*To do*
Copy out all of the data below with every "top-left corner" swapped for "upper-left corner", leaving everything else unchanged.

*Data lines*
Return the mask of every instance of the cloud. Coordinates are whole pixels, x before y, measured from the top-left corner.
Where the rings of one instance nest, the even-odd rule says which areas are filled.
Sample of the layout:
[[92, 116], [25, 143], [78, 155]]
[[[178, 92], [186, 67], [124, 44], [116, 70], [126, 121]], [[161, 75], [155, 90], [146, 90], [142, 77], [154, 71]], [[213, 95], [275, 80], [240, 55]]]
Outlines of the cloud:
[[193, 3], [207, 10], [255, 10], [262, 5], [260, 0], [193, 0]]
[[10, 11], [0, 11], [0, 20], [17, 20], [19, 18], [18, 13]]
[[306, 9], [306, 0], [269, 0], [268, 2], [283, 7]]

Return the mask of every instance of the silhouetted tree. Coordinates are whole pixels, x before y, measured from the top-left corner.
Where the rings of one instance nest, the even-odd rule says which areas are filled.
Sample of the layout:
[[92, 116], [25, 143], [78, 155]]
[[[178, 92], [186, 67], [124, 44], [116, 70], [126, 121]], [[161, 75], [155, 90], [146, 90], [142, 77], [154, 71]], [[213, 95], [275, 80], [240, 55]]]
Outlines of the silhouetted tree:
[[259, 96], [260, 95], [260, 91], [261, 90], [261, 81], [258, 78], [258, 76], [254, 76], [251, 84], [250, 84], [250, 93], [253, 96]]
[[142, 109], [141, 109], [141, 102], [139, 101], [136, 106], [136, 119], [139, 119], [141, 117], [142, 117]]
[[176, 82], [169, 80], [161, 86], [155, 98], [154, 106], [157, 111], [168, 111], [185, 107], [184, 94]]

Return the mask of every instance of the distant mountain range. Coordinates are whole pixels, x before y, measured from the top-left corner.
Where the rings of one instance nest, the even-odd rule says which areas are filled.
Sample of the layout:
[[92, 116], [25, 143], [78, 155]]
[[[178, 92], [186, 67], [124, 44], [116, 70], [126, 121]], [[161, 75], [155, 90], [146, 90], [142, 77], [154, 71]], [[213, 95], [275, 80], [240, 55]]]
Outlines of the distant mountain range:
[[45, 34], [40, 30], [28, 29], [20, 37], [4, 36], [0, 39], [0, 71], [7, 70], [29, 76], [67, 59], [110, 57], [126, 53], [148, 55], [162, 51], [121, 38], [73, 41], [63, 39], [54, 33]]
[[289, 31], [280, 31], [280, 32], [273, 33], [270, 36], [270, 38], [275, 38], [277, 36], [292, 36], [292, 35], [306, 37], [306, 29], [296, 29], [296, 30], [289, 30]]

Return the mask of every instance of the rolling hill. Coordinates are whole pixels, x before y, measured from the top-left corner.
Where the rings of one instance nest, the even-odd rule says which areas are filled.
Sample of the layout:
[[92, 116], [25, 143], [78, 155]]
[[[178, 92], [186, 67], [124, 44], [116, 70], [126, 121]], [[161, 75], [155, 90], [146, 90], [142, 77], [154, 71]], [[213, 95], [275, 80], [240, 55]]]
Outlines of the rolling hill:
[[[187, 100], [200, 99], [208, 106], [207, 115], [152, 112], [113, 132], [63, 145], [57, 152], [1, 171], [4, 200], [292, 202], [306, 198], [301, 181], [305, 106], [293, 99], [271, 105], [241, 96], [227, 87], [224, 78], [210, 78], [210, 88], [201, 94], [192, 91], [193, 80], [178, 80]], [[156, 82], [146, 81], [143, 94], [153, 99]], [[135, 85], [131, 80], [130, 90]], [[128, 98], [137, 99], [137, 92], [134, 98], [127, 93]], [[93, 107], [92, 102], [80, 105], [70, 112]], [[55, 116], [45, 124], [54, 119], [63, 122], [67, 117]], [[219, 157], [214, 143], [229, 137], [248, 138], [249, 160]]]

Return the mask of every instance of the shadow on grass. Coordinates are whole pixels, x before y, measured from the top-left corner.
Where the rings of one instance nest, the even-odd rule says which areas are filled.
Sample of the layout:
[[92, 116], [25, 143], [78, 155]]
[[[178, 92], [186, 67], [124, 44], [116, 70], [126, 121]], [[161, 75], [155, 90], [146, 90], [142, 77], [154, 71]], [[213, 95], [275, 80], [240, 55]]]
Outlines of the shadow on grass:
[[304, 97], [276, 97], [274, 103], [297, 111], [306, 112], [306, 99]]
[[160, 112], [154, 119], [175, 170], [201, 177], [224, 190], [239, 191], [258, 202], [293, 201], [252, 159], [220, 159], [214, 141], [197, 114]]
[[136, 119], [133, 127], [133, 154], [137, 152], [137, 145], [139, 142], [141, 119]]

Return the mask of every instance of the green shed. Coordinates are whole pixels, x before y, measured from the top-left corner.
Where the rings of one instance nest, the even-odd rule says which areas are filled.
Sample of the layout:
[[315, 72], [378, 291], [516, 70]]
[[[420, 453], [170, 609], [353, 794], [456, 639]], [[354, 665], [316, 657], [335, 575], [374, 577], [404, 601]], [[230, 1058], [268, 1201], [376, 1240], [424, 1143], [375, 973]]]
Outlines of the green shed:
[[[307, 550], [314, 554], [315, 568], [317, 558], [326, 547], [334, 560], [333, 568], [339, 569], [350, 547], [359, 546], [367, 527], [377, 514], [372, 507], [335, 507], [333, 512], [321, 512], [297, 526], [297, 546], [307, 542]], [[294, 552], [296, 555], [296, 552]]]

*Exercise response*
Return the mask of every instance of the cloud. Coordinates are whole pixels, x before y, measured from the upper-left corner.
Where the rings of one instance nest, the even-odd rule says which areas are filled.
Sample of the layout:
[[92, 116], [25, 143], [78, 155]]
[[[178, 92], [186, 67], [124, 44], [116, 70], [126, 121]], [[161, 75], [155, 90], [146, 90], [142, 77], [154, 71]], [[213, 95], [275, 80], [240, 55]]]
Outlines of the cloud:
[[193, 3], [207, 10], [255, 10], [262, 5], [260, 0], [193, 0]]
[[10, 11], [0, 11], [0, 20], [17, 20], [19, 18], [18, 13]]
[[306, 9], [306, 0], [269, 0], [268, 2], [283, 7]]

Return the mask of every instance of the silhouetted tree. Coordinates are whole pixels, x before y, measured from the upper-left corner.
Where the rings of one instance nest, the even-odd rule says which areas are filled.
Sample of the layout:
[[92, 116], [25, 143], [78, 155]]
[[[178, 92], [186, 67], [124, 44], [116, 70], [126, 121]], [[161, 75], [155, 90], [146, 90], [142, 77], [154, 71]], [[213, 95], [275, 80], [240, 55]]]
Outlines of the silhouetted tree:
[[259, 96], [260, 95], [260, 91], [261, 90], [261, 81], [258, 78], [258, 76], [254, 76], [251, 84], [250, 84], [250, 93], [253, 96]]
[[142, 109], [141, 109], [141, 102], [139, 101], [136, 106], [136, 119], [139, 119], [141, 117], [142, 117]]
[[176, 82], [169, 80], [161, 86], [155, 98], [154, 106], [157, 111], [168, 111], [185, 107], [184, 94]]

Return the mask of every instance of the distant mountain range. Coordinates are whole pixels, x before y, measured from the upper-left corner.
Where the rings of one instance nest, the even-odd rule says which areas are filled.
Sample of the layout:
[[92, 116], [25, 143], [78, 155]]
[[[178, 92], [186, 67], [124, 44], [116, 70], [126, 121]], [[161, 75], [155, 90], [146, 90], [142, 77], [154, 71]], [[213, 95], [275, 80], [240, 55]]]
Outlines of the distant mountain range:
[[45, 34], [40, 30], [28, 29], [20, 37], [4, 36], [0, 39], [0, 71], [7, 70], [29, 76], [67, 59], [110, 57], [126, 53], [148, 55], [162, 51], [121, 38], [73, 41], [63, 39], [54, 33]]
[[289, 31], [280, 31], [280, 32], [273, 33], [270, 36], [270, 38], [275, 38], [277, 36], [292, 36], [292, 35], [306, 37], [306, 29], [296, 29], [296, 30], [289, 30]]

Return the mask of every instance of the rolling hill. Coordinates are whole pixels, x before y, measured from the upper-left corner.
Where the rings of one instance nest, the even-odd rule says which areas are filled.
Sample of the layout:
[[92, 116], [25, 143], [78, 155]]
[[[178, 92], [186, 67], [124, 44], [116, 70], [126, 121]], [[161, 75], [155, 90], [146, 90], [142, 77], [154, 71]], [[213, 95], [275, 80], [240, 55]]]
Outlines of the rolling hill:
[[[187, 100], [200, 99], [208, 106], [207, 115], [152, 112], [113, 132], [63, 145], [57, 152], [1, 171], [4, 200], [292, 202], [306, 198], [301, 181], [305, 106], [293, 99], [271, 105], [241, 96], [227, 87], [224, 78], [210, 78], [210, 88], [201, 94], [192, 91], [193, 80], [178, 80]], [[156, 82], [146, 81], [143, 94], [153, 99]], [[135, 85], [131, 80], [130, 90]], [[128, 98], [137, 99], [137, 92], [134, 98], [127, 93]], [[93, 107], [92, 102], [80, 105], [70, 112]], [[55, 116], [45, 124], [54, 119], [63, 122], [67, 117]], [[219, 157], [214, 143], [229, 137], [248, 138], [249, 160]]]

Return the mask of every instance of the shadow on grass. Coordinates are whole pixels, x before y, measured from the upper-left corner.
Where the rings of one instance nest, the even-odd rule says which areas are filled.
Sample of the layout:
[[92, 116], [25, 143], [78, 155]]
[[[178, 92], [186, 67], [124, 44], [116, 70], [126, 121]], [[161, 75], [155, 90], [146, 90], [142, 77], [154, 71]], [[213, 95], [275, 80], [240, 55]]]
Outlines of the shadow on grass:
[[304, 97], [276, 97], [274, 103], [297, 111], [306, 112], [306, 99]]
[[160, 112], [154, 119], [175, 170], [201, 177], [224, 190], [239, 191], [258, 202], [293, 201], [252, 159], [220, 159], [214, 141], [197, 114]]
[[136, 119], [133, 127], [133, 154], [137, 152], [137, 145], [139, 142], [141, 119]]

Return the mask of every instance of the green shed. Coordinates are whole pixels, x before y, measured from the upper-left corner.
Where the rings of one instance nest, the even-odd rule says which areas are filled.
Sample of the layout:
[[315, 72], [378, 291], [516, 70]]
[[[420, 453], [170, 609], [353, 794], [456, 639]], [[354, 665], [316, 657], [335, 575], [374, 577], [404, 601]], [[230, 1058], [268, 1201], [376, 1240], [424, 1143], [375, 973]]]
Outlines of the green shed:
[[[307, 550], [314, 554], [315, 568], [317, 558], [326, 547], [334, 560], [333, 568], [339, 569], [350, 547], [359, 546], [367, 527], [377, 514], [372, 507], [335, 507], [333, 512], [321, 512], [297, 526], [297, 546], [307, 542]], [[294, 552], [296, 555], [296, 552]]]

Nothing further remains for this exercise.